* Your instructions: Please update the lines starting with the line with "Isolate the chimney visible in the picture." and going on through the line with "33, 167, 45, 195", swapping "pine tree" for "fir tree" and leaving all else unchanged.

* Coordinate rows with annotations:
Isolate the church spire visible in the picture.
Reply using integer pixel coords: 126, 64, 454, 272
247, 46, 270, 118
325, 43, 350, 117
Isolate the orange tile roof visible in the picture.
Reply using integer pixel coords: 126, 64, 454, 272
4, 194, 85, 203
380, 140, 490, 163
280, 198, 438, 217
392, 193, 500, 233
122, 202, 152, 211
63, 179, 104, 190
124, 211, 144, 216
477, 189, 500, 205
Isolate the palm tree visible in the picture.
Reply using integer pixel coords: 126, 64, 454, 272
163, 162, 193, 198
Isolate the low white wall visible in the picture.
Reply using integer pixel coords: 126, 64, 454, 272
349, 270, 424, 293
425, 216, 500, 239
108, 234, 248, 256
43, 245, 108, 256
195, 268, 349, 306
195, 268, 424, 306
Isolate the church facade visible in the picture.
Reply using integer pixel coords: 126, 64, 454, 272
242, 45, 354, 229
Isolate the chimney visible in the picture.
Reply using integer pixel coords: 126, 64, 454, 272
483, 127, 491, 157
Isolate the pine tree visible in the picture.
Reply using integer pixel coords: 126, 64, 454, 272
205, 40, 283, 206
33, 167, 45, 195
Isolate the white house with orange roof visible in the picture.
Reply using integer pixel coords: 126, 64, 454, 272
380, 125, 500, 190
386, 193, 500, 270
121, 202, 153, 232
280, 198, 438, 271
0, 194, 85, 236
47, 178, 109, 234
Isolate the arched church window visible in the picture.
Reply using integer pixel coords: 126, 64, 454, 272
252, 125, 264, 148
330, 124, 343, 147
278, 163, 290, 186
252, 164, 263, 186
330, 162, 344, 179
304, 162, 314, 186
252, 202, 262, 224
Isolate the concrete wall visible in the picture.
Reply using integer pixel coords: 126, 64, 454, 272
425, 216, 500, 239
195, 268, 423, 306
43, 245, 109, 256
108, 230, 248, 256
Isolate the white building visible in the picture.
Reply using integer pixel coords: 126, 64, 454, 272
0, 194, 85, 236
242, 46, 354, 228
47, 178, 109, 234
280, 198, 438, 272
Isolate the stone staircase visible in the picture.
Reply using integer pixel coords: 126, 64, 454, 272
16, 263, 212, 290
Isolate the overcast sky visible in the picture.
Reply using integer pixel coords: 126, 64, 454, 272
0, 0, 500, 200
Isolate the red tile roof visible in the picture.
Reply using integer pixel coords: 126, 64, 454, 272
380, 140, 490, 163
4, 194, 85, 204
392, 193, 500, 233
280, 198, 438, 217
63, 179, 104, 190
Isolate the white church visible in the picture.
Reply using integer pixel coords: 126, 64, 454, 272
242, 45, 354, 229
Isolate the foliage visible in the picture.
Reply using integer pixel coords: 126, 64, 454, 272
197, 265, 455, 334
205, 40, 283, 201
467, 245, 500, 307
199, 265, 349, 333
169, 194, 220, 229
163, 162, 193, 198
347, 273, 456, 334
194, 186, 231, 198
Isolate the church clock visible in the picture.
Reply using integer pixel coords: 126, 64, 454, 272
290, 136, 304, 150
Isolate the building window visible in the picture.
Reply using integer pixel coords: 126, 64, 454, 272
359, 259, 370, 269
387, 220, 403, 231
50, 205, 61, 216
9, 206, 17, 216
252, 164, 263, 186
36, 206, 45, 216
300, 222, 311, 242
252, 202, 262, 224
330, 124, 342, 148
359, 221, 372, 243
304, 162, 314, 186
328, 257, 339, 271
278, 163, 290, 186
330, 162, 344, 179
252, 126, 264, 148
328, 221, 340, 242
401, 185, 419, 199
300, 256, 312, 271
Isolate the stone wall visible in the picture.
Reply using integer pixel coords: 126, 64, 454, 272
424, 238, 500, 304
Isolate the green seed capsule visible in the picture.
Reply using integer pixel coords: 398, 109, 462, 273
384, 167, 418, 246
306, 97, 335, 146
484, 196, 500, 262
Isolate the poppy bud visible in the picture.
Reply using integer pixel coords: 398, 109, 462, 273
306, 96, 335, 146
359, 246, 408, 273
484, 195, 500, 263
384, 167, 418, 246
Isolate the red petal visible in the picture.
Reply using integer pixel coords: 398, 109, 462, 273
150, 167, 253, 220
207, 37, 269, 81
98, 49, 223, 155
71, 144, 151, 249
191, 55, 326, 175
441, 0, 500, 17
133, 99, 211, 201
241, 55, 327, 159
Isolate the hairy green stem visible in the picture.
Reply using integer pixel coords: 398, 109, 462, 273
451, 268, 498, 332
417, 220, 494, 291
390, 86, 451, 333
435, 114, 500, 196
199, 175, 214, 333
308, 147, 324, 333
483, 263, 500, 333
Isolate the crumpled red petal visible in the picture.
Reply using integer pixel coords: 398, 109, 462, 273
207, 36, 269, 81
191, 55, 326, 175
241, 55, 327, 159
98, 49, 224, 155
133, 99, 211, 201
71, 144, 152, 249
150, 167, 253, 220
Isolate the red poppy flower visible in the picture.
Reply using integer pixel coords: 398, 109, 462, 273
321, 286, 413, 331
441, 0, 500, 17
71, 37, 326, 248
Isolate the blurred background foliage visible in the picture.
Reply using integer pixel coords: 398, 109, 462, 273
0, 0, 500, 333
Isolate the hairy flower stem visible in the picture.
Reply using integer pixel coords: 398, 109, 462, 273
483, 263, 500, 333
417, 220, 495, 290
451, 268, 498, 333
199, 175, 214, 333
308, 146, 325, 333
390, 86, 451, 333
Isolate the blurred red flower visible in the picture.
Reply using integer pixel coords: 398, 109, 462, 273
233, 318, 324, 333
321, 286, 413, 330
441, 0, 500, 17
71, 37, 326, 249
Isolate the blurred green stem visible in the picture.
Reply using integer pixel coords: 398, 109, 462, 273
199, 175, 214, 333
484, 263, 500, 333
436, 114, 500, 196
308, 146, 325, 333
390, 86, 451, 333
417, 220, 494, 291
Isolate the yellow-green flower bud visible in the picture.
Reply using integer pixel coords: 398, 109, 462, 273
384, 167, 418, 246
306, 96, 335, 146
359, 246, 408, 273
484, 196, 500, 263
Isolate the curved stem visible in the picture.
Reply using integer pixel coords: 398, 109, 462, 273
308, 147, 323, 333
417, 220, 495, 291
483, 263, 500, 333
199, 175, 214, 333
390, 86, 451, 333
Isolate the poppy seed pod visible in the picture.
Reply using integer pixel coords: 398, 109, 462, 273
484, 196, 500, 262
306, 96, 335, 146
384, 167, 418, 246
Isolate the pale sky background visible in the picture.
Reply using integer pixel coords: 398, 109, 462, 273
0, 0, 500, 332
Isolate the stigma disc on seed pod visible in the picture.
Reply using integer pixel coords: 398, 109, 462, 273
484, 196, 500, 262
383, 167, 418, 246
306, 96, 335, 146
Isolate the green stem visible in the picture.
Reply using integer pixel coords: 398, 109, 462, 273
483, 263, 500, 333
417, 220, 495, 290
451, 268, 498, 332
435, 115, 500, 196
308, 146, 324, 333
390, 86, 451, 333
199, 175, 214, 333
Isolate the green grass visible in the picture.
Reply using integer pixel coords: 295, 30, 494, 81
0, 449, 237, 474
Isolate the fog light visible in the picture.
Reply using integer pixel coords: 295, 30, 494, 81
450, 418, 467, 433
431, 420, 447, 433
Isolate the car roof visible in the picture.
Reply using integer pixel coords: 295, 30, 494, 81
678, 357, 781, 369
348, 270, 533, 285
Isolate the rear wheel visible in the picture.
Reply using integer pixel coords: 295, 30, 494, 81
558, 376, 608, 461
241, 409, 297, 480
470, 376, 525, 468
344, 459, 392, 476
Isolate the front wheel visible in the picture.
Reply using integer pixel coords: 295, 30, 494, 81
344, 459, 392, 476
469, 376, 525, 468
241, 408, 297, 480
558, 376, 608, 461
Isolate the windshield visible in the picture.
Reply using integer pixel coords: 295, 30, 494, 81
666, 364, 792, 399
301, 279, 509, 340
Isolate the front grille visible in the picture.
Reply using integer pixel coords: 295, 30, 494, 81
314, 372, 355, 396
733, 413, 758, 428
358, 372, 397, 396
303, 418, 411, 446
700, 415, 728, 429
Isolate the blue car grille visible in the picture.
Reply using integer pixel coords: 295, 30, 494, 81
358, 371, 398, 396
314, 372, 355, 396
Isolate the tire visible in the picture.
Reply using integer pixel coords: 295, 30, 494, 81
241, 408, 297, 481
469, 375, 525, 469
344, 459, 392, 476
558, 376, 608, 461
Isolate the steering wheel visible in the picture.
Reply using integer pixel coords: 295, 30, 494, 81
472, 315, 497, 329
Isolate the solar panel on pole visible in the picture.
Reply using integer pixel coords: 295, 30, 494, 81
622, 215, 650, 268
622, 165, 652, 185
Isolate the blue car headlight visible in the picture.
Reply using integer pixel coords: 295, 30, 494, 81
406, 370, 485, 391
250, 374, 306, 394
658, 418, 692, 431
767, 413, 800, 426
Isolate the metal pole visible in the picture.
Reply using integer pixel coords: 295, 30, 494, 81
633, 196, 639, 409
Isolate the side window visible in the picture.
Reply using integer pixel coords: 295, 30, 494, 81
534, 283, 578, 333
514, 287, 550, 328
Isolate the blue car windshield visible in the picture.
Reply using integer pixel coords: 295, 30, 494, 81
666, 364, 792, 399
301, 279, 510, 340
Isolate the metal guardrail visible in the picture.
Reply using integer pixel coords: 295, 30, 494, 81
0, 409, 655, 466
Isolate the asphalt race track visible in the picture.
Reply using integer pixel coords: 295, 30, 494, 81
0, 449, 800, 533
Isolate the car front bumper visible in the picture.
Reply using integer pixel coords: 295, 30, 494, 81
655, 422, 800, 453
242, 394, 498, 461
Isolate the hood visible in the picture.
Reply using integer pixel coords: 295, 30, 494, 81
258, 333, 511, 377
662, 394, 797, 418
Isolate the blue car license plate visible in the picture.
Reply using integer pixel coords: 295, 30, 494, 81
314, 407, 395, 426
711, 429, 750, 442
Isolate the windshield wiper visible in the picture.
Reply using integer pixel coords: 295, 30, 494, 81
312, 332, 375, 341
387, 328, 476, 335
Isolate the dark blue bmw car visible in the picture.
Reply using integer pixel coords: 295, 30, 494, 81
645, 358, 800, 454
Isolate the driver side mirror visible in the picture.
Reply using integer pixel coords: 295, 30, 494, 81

* Solution to the problem:
Isolate the chimney visible in the picture.
Reply using integer pixel coords: 126, 64, 454, 272
483, 127, 491, 157
Isolate the fir tree visible in the picture.
Reply using integer pixel coords: 126, 64, 454, 272
205, 40, 283, 206
33, 167, 45, 195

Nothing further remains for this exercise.